» **GOAL**
Your task is to output the data exactly as it stands.

» **SUPPLIED INFORMATION**
★ ★ ★ ★

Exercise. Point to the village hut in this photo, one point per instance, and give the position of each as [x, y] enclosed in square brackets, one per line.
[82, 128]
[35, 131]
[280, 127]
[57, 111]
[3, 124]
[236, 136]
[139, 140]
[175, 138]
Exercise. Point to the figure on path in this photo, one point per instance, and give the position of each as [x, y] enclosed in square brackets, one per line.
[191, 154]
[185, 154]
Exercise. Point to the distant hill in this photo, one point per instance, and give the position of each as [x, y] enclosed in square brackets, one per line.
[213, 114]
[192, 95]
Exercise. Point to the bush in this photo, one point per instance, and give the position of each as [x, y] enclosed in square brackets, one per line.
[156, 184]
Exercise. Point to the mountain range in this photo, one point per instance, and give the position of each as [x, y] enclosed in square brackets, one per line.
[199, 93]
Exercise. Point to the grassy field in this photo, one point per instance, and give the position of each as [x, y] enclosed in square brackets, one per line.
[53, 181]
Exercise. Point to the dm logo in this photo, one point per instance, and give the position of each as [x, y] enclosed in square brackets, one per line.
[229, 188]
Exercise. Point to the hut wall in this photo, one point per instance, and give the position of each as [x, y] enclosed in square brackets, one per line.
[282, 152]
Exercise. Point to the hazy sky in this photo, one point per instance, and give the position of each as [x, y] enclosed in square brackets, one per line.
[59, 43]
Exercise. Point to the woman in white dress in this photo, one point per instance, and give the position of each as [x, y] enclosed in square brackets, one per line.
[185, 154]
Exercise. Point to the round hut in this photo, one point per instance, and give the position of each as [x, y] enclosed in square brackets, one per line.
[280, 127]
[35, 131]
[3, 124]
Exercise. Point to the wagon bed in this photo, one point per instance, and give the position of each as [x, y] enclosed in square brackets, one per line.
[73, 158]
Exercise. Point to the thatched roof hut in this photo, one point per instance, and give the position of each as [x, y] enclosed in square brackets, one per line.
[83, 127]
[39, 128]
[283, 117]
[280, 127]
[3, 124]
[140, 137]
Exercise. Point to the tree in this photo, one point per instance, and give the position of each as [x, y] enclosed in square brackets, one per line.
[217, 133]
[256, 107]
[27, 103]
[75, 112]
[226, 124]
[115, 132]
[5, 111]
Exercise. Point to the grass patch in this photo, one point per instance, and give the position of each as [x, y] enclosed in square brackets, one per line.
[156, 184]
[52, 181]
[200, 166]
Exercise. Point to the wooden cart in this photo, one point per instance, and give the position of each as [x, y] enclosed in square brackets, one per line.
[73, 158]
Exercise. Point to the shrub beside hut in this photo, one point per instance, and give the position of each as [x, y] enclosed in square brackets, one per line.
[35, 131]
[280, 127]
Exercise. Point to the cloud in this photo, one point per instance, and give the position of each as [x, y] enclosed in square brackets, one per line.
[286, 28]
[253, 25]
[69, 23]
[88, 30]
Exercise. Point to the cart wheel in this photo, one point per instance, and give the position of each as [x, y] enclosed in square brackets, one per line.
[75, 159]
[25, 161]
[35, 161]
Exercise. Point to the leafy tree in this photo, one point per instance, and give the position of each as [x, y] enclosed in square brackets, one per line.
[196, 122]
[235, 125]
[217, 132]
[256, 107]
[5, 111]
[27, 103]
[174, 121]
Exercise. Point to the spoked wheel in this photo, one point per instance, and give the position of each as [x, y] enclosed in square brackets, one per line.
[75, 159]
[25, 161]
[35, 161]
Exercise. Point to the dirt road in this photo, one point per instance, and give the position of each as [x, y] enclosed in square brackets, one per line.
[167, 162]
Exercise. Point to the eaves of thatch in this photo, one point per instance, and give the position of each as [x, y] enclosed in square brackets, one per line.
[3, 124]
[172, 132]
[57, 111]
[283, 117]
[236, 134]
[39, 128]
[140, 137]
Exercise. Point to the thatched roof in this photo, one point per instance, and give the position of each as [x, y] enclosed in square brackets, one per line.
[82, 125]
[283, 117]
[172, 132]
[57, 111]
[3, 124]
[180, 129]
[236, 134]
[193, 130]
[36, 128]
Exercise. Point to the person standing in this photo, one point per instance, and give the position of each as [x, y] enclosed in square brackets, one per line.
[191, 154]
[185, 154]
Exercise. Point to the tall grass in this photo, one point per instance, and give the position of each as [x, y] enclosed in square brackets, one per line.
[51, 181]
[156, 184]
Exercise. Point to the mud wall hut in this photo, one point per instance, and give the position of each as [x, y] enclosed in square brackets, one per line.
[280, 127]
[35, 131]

★ ★ ★ ★

» **SOLVED PROBLEM**
Exercise. Point to the village hut in this photo, one point per instance, and give the position of each as [x, y] enclosed in square brackets, one per line.
[82, 128]
[35, 131]
[280, 127]
[57, 111]
[3, 124]
[236, 136]
[139, 140]
[175, 138]
Exercise. Point to the figure on path in this photo, one point per instance, and give the position of each as [x, y] enclosed in square brackets, one per line.
[191, 154]
[185, 154]
Exercise. Point to the distant hill in this photo, one point per instance, and give the position of each as [x, y] enclosed in square brackets, one per line.
[213, 114]
[192, 95]
Exercise. Point to the bush in this photo, one point per instance, and give the position of each as [x, y] enclosed in square brackets, one per line.
[156, 184]
Exercise. Point to the mountain range in this photo, one point per instance, and give the position of each as [x, y] enclosed in square brackets, one per line.
[199, 93]
Exercise. Point to the grassy field in this photo, one point per instance, and give the position of each as [x, y] enclosed in square brackets, one per line.
[53, 181]
Exercise. Point to the dm logo in this photo, one point per instance, and give the position of each as [x, y] enclosed in square brackets, one per line.
[229, 188]
Exercise. Point to the hut wall in this photo, one point per instance, and give the position of each as [x, y] enclosed in square brackets, one per line.
[282, 152]
Exercise. Point to the hazy sky in this photo, one point per instance, and give the position of each as [x, y] enclosed in square brackets, one per line.
[59, 43]
Exercise. Point to the woman in white dress in this photo, one point per instance, and give the position of each as [x, y] enclosed in square brackets, one per line.
[185, 154]
Exercise. Point to the round hut in this photo, one point per instance, and give the position of each as [x, y] enclosed in square brackets, one per line.
[280, 127]
[35, 131]
[3, 124]
Exercise. Point to the wagon bed in this photo, one point per instance, and give the position of each as [x, y] enclosed in square brackets, one per line.
[73, 158]
Exercise. Point to the thatched roof hut in this photo, one point per instance, and give the position of each as [x, y] enclosed in square brackets, one per line.
[83, 127]
[39, 128]
[283, 117]
[280, 127]
[3, 124]
[140, 137]
Exercise. Point to the tree in this photo, one point per instance, and give the position of each as [x, y] enclosed in square brackets, one per line.
[217, 133]
[256, 107]
[27, 103]
[75, 112]
[226, 124]
[115, 132]
[5, 111]
Exercise. Point to the grass patch in this photo, one point per instance, and give the position of each as [x, y] enclosed in square brackets, one per line.
[156, 184]
[52, 181]
[200, 166]
Exercise. Point to the wooden cart in this photo, one point per instance, and give the position of each as [x, y] enclosed in square brackets, one per line.
[73, 158]
Exercise. Point to the shrub beside hut in this photo, one point per instance, and give the position of each as [x, y] enclosed in square brackets, one per line.
[35, 131]
[280, 127]
Exercise. Point to the cloud in this photo, one point per instance, and give the position of each as [x, y] enclosed in square brackets, one per line.
[286, 28]
[253, 25]
[69, 23]
[88, 30]
Exercise. Point to the cart wheel in this photo, one point per instance, and give the position of each as [x, y] enclosed in square brackets, one per line.
[75, 159]
[25, 161]
[35, 161]
Exercise. Point to the leafy tree in this photo, one point per instance, and give the position of each as [x, y] enclosed in square brackets, one per line.
[196, 122]
[235, 125]
[217, 132]
[256, 107]
[5, 111]
[27, 103]
[174, 121]
Exercise. Point to the spoked wheel in this photo, one point per instance, and give the position of each as [x, y] enclosed in square brackets, one per line.
[75, 159]
[25, 161]
[35, 161]
Exercise. Point to the dirt road in this photo, one point per instance, and give the position of each as [x, y] enclosed in square brackets, one per line.
[167, 162]
Exercise. Point to the eaves of thatch in this photo, one point per instance, and give the position of each as [x, y] enclosed in square brackets, one per line.
[3, 124]
[172, 132]
[57, 111]
[283, 117]
[236, 134]
[39, 128]
[140, 137]
Exercise. Point to the thatched roof in this photo, one point per instance, and give the position of each as [x, y] enclosed in square brackets, one per line.
[82, 125]
[283, 117]
[172, 132]
[57, 111]
[3, 124]
[180, 129]
[236, 134]
[193, 130]
[36, 128]
Exercise. Point to the person standing in this photo, one point per instance, and give the position of each as [x, y] enclosed in square brackets, one per line.
[191, 154]
[185, 154]
Exercise. Point to the tall grass in this photo, one point per instance, and give the position of each as [x, y] enclosed in square brackets, one per line.
[51, 181]
[156, 184]
Exercise. Point to the mud wall hut in this photo, one point per instance, and give the position of each as [x, y] enclosed in square brackets, one per line.
[280, 127]
[35, 131]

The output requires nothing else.